Short problem
Return, verbatim, the lines of the listing from the line with "the van roof?" up to and including the line with "[27,289,640,360]", and nothing else.
────────────────
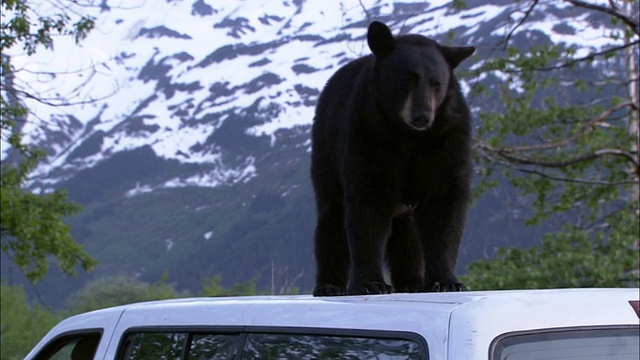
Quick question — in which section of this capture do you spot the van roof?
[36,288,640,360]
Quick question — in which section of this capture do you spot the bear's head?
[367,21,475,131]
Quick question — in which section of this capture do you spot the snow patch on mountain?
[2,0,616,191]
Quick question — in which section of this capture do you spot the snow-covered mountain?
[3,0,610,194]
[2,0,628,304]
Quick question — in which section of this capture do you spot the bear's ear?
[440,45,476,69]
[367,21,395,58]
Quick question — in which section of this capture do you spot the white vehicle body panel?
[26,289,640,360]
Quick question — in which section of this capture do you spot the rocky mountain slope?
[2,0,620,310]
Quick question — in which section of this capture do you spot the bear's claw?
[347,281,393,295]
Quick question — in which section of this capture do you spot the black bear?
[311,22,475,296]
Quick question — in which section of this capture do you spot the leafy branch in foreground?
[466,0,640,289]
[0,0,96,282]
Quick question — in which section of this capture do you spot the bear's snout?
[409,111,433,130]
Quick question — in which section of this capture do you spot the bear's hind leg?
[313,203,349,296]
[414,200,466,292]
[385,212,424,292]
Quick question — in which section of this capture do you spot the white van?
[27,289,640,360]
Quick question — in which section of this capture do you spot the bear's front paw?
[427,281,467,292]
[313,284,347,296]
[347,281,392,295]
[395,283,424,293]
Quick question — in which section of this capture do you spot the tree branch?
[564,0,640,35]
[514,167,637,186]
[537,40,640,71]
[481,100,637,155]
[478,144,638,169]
────────────────
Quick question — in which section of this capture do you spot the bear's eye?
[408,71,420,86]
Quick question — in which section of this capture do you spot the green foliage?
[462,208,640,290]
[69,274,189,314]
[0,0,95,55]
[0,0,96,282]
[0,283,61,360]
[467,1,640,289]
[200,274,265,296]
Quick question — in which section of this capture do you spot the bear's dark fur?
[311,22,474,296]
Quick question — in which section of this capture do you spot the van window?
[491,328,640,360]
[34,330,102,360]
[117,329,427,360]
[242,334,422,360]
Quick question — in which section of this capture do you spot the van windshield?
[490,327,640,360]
────────────────
Output for this exercise
Quick question — in which section of this capture do you spot the van roof?
[36,288,640,360]
Quick question — in which section of this capture do you spot the bear's head?
[367,21,475,131]
Quick question — in which section of this capture do you spot the snow patch on mountain?
[2,0,616,191]
Quick question — in which section of this capture do you spot the snow-covered mountain?
[3,0,610,194]
[2,0,628,304]
Quick question — in which section of this capture do you spot the bear's ear?
[440,45,476,69]
[367,21,395,58]
Quick question — in which section of this capture do you spot the white vehicle body panel?
[26,289,640,360]
Quick question — in which section of this capture do you spot the rocky mountain slope?
[2,0,620,310]
Quick question — in which section of this capture do you spot the bear's claw?
[347,281,393,295]
Quick question — in which section of this capture do you spot the black bear?
[311,22,475,296]
Quick question — in which section of this capture do you spot the leafy branch in foreground?
[466,0,640,289]
[0,0,96,282]
Quick question — in which section of this capture do you spot the bear's snout?
[409,111,433,130]
Quick question — in which section of this capture do you spot the bear's hind leg?
[313,203,349,296]
[414,200,466,292]
[385,212,424,292]
Quick question — in which section of this capture do you spot the white van?
[27,289,640,360]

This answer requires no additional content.